● Reading text:
◇ ◇ ◇ ◇

When an observer arrives at the scene of devastation and sees the red-brown flash-rust coating that arises during the first few hours, he or she may feel that the only option is to replace the equipment. This is a costly option. It involves the direct replacement cost plus the delivery time of new equipment. However, the flash-rust is essentially superficial. The underlying metal is still smooth because pitting has hardly begun.
If the equipment is sprayed promptly with a water-displacing protective oil, the corrosion may be effectively halted for a period of about a week in outdoor storage or two weeks indoors. During this period, a decision may be reached as to whether to restore the equipment.
Full restoration will involve disassembly as needed, removal of contamination, rust removal, re-oiling, reassembly and testing. Competent restoration companies can perform these procedures, in this country and abroad.
For best results, your chosen restoration company should be contacted and asked to perform the initial inspection and protective spraying within the 24 to 48 hours following a disaster. The cost is small and it buys valuable time. When this procedure is not followed, the results may be distressing..
Tales From The Crypt
A One-Month Delay. An electrical fire occurred in a basement area of an office building, exposing graphic arts printing equipment to smoke and corrosive vapors. Four weeks later, our engineers were called and performed an initial inspection. High chloride levels were found on metal surfaces, accompanied by much visible rusting. Chloride levels were lower on nonmetallic surfaces, due to natural processes of dissipation. While some of the affected equipment was restorable, other items were beyond economical repair. Had we been called earlier, all of this costly equipment could have been cleaned and returned to service. Instead, the operator was obliged to use the services of other printers in order to satisfy the needs of his clients.
Another One-Month Procrastination. Optical equipment was exposed to rainwater during transport on a flatbed trailer. The equipment was delivered in a wet and already corroding condition. The purchaser had reason to believe that the equipment was unusable. When our engineers performed an inspection five weeks later, they found that the damage was mostly cosmetic in nature, with some pitting in noncritical areas. The equipment was found to be readily restorable. If it had been dried and oiled when first received, virtually all the corrosion could have been prevented.

◇ ◇ ◇ ◇

● Extracted material:
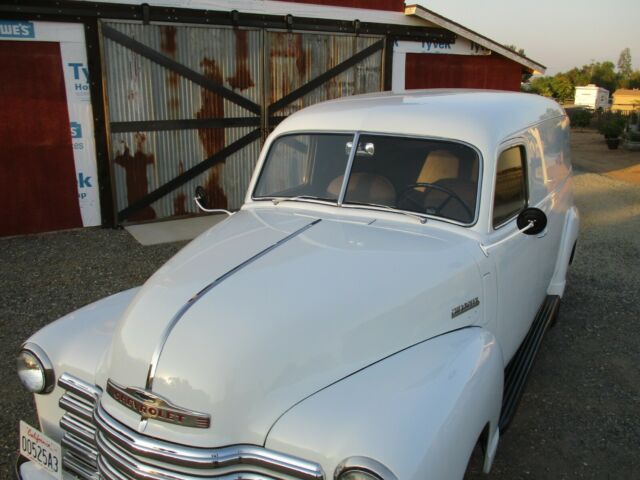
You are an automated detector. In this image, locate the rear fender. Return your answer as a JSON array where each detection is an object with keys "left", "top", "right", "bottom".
[
  {"left": 547, "top": 206, "right": 580, "bottom": 297},
  {"left": 265, "top": 327, "right": 503, "bottom": 480}
]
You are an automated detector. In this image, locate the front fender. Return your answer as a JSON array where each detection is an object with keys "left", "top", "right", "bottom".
[
  {"left": 27, "top": 288, "right": 139, "bottom": 440},
  {"left": 265, "top": 327, "right": 503, "bottom": 480}
]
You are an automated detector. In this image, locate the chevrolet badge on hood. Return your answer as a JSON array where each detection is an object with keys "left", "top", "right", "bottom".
[{"left": 107, "top": 380, "right": 211, "bottom": 428}]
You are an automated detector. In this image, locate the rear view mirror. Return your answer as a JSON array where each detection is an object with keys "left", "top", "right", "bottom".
[{"left": 516, "top": 207, "right": 547, "bottom": 235}]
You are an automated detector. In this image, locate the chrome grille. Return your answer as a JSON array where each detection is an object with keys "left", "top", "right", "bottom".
[
  {"left": 58, "top": 373, "right": 324, "bottom": 480},
  {"left": 58, "top": 373, "right": 102, "bottom": 480},
  {"left": 94, "top": 405, "right": 324, "bottom": 480}
]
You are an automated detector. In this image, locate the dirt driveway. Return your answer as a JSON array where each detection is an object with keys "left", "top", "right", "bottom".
[{"left": 0, "top": 132, "right": 640, "bottom": 480}]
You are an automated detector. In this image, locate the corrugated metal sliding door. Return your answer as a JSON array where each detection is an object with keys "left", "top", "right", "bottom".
[{"left": 102, "top": 21, "right": 383, "bottom": 223}]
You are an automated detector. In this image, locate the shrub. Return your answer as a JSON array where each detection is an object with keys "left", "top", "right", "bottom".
[
  {"left": 567, "top": 108, "right": 593, "bottom": 128},
  {"left": 598, "top": 112, "right": 627, "bottom": 138}
]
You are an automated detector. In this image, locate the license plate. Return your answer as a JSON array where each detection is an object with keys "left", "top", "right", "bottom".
[{"left": 20, "top": 420, "right": 62, "bottom": 479}]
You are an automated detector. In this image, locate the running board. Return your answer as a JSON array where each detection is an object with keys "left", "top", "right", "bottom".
[{"left": 499, "top": 295, "right": 560, "bottom": 433}]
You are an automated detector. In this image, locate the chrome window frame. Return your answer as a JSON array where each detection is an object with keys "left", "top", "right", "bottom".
[{"left": 489, "top": 137, "right": 530, "bottom": 232}]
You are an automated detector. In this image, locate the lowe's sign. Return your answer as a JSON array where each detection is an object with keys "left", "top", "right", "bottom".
[{"left": 0, "top": 20, "right": 36, "bottom": 38}]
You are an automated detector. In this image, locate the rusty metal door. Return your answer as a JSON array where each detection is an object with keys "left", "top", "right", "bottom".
[
  {"left": 101, "top": 21, "right": 384, "bottom": 223},
  {"left": 0, "top": 41, "right": 82, "bottom": 236}
]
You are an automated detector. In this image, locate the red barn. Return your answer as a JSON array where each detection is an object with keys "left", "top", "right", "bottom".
[{"left": 0, "top": 0, "right": 545, "bottom": 232}]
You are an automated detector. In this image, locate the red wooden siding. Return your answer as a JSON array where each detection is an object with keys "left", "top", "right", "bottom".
[
  {"left": 405, "top": 53, "right": 522, "bottom": 91},
  {"left": 286, "top": 0, "right": 404, "bottom": 12},
  {"left": 0, "top": 41, "right": 82, "bottom": 236}
]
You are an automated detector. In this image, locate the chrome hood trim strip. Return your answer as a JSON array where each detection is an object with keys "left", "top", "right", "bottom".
[{"left": 145, "top": 219, "right": 321, "bottom": 391}]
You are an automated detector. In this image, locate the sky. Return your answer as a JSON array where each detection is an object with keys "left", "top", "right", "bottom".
[{"left": 416, "top": 0, "right": 640, "bottom": 75}]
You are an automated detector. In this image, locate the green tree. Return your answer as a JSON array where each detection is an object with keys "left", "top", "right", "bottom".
[
  {"left": 550, "top": 73, "right": 574, "bottom": 102},
  {"left": 627, "top": 70, "right": 640, "bottom": 88},
  {"left": 531, "top": 77, "right": 553, "bottom": 97},
  {"left": 504, "top": 45, "right": 527, "bottom": 57},
  {"left": 618, "top": 48, "right": 633, "bottom": 82}
]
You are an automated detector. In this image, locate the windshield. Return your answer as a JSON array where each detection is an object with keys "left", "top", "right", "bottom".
[{"left": 253, "top": 133, "right": 479, "bottom": 224}]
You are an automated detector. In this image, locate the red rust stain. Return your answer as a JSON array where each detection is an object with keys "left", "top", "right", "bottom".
[
  {"left": 160, "top": 26, "right": 180, "bottom": 118},
  {"left": 227, "top": 29, "right": 255, "bottom": 90},
  {"left": 113, "top": 133, "right": 156, "bottom": 221},
  {"left": 294, "top": 35, "right": 307, "bottom": 78},
  {"left": 167, "top": 72, "right": 180, "bottom": 88},
  {"left": 269, "top": 33, "right": 309, "bottom": 106},
  {"left": 173, "top": 162, "right": 188, "bottom": 216},
  {"left": 269, "top": 33, "right": 308, "bottom": 79},
  {"left": 196, "top": 58, "right": 227, "bottom": 208},
  {"left": 160, "top": 27, "right": 177, "bottom": 58},
  {"left": 167, "top": 97, "right": 180, "bottom": 112}
]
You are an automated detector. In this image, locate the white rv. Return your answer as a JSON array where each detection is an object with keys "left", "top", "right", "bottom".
[{"left": 573, "top": 83, "right": 609, "bottom": 110}]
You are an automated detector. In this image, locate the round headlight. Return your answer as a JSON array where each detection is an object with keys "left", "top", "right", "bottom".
[
  {"left": 338, "top": 470, "right": 380, "bottom": 480},
  {"left": 17, "top": 343, "right": 55, "bottom": 393},
  {"left": 334, "top": 457, "right": 397, "bottom": 480}
]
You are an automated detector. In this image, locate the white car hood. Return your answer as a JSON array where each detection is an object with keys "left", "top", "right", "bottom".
[{"left": 100, "top": 208, "right": 482, "bottom": 447}]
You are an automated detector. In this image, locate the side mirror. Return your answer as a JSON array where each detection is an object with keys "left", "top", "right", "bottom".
[
  {"left": 193, "top": 185, "right": 209, "bottom": 208},
  {"left": 516, "top": 207, "right": 547, "bottom": 235},
  {"left": 193, "top": 185, "right": 233, "bottom": 216}
]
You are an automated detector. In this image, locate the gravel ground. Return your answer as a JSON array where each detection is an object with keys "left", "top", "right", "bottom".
[
  {"left": 0, "top": 228, "right": 184, "bottom": 479},
  {"left": 0, "top": 131, "right": 640, "bottom": 479}
]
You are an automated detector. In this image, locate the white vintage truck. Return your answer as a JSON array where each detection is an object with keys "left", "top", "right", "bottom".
[{"left": 17, "top": 90, "right": 578, "bottom": 480}]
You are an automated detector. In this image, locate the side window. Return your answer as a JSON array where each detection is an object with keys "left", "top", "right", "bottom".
[{"left": 493, "top": 146, "right": 527, "bottom": 228}]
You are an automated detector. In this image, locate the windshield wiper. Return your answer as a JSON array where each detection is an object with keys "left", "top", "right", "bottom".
[
  {"left": 343, "top": 202, "right": 427, "bottom": 225},
  {"left": 270, "top": 195, "right": 331, "bottom": 205}
]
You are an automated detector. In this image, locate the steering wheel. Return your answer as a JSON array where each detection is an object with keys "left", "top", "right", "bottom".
[{"left": 397, "top": 182, "right": 473, "bottom": 220}]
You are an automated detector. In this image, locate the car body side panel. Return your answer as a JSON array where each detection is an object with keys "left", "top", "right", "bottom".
[{"left": 266, "top": 327, "right": 503, "bottom": 480}]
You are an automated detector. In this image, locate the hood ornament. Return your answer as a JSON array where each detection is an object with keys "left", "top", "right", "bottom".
[{"left": 107, "top": 380, "right": 211, "bottom": 428}]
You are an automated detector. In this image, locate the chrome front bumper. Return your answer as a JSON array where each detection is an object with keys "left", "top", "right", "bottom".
[{"left": 58, "top": 373, "right": 324, "bottom": 480}]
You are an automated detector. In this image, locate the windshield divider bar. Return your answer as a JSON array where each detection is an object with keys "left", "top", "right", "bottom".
[{"left": 337, "top": 132, "right": 360, "bottom": 207}]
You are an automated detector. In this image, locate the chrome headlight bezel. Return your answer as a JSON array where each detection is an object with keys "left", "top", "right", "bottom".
[
  {"left": 16, "top": 342, "right": 56, "bottom": 394},
  {"left": 333, "top": 456, "right": 398, "bottom": 480}
]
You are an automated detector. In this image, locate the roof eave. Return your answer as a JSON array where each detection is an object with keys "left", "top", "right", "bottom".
[{"left": 404, "top": 5, "right": 547, "bottom": 74}]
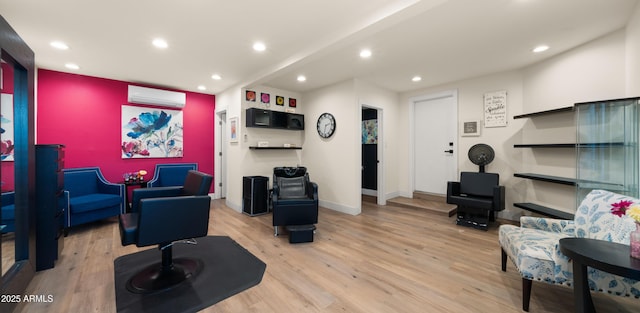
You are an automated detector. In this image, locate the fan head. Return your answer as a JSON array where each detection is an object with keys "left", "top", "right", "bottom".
[{"left": 469, "top": 143, "right": 495, "bottom": 172}]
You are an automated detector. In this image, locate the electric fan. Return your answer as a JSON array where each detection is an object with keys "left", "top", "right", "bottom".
[{"left": 469, "top": 143, "right": 495, "bottom": 173}]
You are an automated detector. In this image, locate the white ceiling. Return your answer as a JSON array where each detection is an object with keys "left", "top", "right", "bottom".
[{"left": 0, "top": 0, "right": 639, "bottom": 94}]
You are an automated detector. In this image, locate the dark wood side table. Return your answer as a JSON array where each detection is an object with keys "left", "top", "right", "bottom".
[
  {"left": 560, "top": 238, "right": 640, "bottom": 313},
  {"left": 120, "top": 180, "right": 147, "bottom": 213}
]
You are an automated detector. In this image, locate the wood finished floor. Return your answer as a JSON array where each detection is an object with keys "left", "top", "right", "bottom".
[{"left": 16, "top": 200, "right": 640, "bottom": 313}]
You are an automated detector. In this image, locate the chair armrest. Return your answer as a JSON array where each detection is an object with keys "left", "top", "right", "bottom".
[
  {"left": 307, "top": 182, "right": 318, "bottom": 200},
  {"left": 520, "top": 216, "right": 575, "bottom": 236},
  {"left": 131, "top": 186, "right": 182, "bottom": 213},
  {"left": 98, "top": 180, "right": 125, "bottom": 195},
  {"left": 60, "top": 190, "right": 71, "bottom": 228},
  {"left": 447, "top": 181, "right": 460, "bottom": 204}
]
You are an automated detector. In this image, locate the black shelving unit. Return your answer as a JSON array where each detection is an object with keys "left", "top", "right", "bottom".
[
  {"left": 513, "top": 202, "right": 574, "bottom": 220},
  {"left": 513, "top": 173, "right": 577, "bottom": 186},
  {"left": 513, "top": 142, "right": 624, "bottom": 148},
  {"left": 249, "top": 146, "right": 302, "bottom": 150},
  {"left": 513, "top": 106, "right": 574, "bottom": 120},
  {"left": 36, "top": 145, "right": 65, "bottom": 271}
]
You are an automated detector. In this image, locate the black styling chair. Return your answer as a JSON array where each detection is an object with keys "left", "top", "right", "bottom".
[
  {"left": 447, "top": 172, "right": 504, "bottom": 230},
  {"left": 272, "top": 167, "right": 318, "bottom": 236},
  {"left": 119, "top": 170, "right": 213, "bottom": 293}
]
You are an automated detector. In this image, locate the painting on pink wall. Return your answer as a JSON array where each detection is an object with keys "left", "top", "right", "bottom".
[
  {"left": 0, "top": 93, "right": 14, "bottom": 161},
  {"left": 121, "top": 105, "right": 183, "bottom": 159}
]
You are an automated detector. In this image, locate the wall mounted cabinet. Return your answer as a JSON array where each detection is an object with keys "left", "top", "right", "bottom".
[{"left": 246, "top": 108, "right": 304, "bottom": 130}]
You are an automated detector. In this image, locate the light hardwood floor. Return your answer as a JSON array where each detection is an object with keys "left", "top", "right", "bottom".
[{"left": 12, "top": 200, "right": 640, "bottom": 313}]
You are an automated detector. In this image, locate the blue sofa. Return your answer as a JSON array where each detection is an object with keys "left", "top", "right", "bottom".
[
  {"left": 62, "top": 167, "right": 125, "bottom": 228},
  {"left": 0, "top": 191, "right": 16, "bottom": 234},
  {"left": 147, "top": 163, "right": 198, "bottom": 187}
]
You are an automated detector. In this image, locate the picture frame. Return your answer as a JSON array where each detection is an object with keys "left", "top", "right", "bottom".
[
  {"left": 260, "top": 92, "right": 271, "bottom": 104},
  {"left": 229, "top": 116, "right": 240, "bottom": 143},
  {"left": 245, "top": 90, "right": 256, "bottom": 102},
  {"left": 460, "top": 120, "right": 482, "bottom": 137}
]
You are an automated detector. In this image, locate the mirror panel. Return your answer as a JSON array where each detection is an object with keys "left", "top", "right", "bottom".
[{"left": 0, "top": 59, "right": 16, "bottom": 275}]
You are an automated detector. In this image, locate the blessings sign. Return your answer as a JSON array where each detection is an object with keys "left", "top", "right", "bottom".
[{"left": 484, "top": 91, "right": 507, "bottom": 127}]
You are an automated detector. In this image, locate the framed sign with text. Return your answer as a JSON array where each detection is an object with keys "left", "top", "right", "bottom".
[{"left": 484, "top": 91, "right": 507, "bottom": 127}]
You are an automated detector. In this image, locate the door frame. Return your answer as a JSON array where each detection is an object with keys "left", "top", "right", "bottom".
[
  {"left": 213, "top": 110, "right": 228, "bottom": 199},
  {"left": 407, "top": 89, "right": 459, "bottom": 194},
  {"left": 358, "top": 100, "right": 387, "bottom": 205}
]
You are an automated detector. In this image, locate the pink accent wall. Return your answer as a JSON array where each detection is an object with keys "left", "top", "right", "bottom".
[
  {"left": 36, "top": 69, "right": 215, "bottom": 191},
  {"left": 0, "top": 63, "right": 15, "bottom": 192}
]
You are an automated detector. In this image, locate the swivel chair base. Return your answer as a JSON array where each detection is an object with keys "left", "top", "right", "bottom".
[
  {"left": 127, "top": 246, "right": 203, "bottom": 294},
  {"left": 456, "top": 206, "right": 495, "bottom": 231}
]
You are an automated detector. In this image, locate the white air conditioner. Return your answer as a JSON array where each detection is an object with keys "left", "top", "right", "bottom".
[{"left": 127, "top": 85, "right": 187, "bottom": 109}]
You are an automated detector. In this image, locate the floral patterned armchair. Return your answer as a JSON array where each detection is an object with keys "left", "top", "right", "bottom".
[{"left": 499, "top": 190, "right": 640, "bottom": 312}]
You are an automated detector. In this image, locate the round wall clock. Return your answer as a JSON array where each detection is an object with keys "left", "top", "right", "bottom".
[{"left": 317, "top": 113, "right": 336, "bottom": 138}]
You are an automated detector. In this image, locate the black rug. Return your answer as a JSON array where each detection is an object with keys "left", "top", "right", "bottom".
[{"left": 114, "top": 236, "right": 267, "bottom": 312}]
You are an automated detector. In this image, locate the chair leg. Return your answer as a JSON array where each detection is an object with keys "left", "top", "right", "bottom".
[
  {"left": 500, "top": 248, "right": 507, "bottom": 272},
  {"left": 126, "top": 243, "right": 204, "bottom": 294},
  {"left": 522, "top": 278, "right": 533, "bottom": 312}
]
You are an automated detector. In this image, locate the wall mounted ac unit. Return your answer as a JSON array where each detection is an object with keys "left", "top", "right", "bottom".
[{"left": 127, "top": 85, "right": 187, "bottom": 109}]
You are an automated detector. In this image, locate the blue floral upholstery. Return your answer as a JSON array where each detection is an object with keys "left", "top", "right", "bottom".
[{"left": 498, "top": 190, "right": 640, "bottom": 311}]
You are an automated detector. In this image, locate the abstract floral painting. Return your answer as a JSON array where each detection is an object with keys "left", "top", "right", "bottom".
[
  {"left": 121, "top": 105, "right": 183, "bottom": 159},
  {"left": 0, "top": 93, "right": 14, "bottom": 161},
  {"left": 362, "top": 120, "right": 378, "bottom": 145}
]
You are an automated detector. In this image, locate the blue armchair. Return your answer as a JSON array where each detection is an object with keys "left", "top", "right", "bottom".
[
  {"left": 1, "top": 191, "right": 16, "bottom": 234},
  {"left": 147, "top": 163, "right": 198, "bottom": 187},
  {"left": 62, "top": 167, "right": 125, "bottom": 228}
]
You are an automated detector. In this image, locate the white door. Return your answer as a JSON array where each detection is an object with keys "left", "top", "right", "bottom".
[{"left": 413, "top": 92, "right": 458, "bottom": 195}]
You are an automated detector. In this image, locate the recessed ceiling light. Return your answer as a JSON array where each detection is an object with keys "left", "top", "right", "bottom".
[
  {"left": 152, "top": 38, "right": 169, "bottom": 49},
  {"left": 253, "top": 42, "right": 267, "bottom": 52},
  {"left": 531, "top": 45, "right": 549, "bottom": 53},
  {"left": 64, "top": 63, "right": 80, "bottom": 70},
  {"left": 50, "top": 41, "right": 69, "bottom": 50}
]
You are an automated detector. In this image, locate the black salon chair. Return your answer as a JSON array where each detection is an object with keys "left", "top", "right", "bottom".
[
  {"left": 119, "top": 171, "right": 213, "bottom": 293},
  {"left": 272, "top": 166, "right": 318, "bottom": 236},
  {"left": 447, "top": 172, "right": 504, "bottom": 230}
]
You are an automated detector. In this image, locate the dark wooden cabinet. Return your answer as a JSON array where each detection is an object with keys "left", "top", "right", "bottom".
[
  {"left": 246, "top": 108, "right": 304, "bottom": 130},
  {"left": 36, "top": 145, "right": 65, "bottom": 271}
]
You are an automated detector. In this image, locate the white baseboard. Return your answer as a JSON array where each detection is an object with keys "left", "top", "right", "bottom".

◇ ◇ ◇ ◇

Write what comes next in the text above on restoring corrosion-damaged equipment after a disaster, starting after its last sentence.

A One-Year Hesitation. An Automated Teller Machine (ATM) was dropped from the back of a truck, falling a distance of approximately 30 inches. Subsequently, it was allowed to sit outside the purchaser’s facility, exposed to the elements. Almost a year later, we were asked to send our engineers to perform a survey and inspection. Despite the severe initial damage, the machine had considerable salvage value—at the time of the accident. As a result of a year’s corrosion, that value was reduced to nil.
A Costly Mistake
During a school holiday period, a steam pipe ruptured in a local high school. This filled the music room with a high-temperature fog which condensed on and within the electronic equipment housed therein. Although no chlorides were involved, pipe scale and water additives (corrosion inhibitors and anti flocculants) contacted the affected equipment.
About one month later, our office was contacted, and a consultant was dispatched. At that time, he observed a good deal of corrosion on unprotected metal surfaces. Most of this appeared to be flash-rust, with little pitting. Corrosion on printed circuit boards was, in some cases, fairly extensive.
As might be expected, the higher-valued pieces of equipment were damaged to a greater extent than the cheaper ones. Thus, although complete restoration was entirely possible, it was not considered to be cost-effective.
Had the equipment been dried and oiled (where appropriate) immediately following the incident, there would have been virtually no lasting damage. As it was, a loss of over $20,000 was taken.
Roger P. Gordon is the Manager of Research and Development for RELECTRONIC Service Corporation in Totowa, N.J.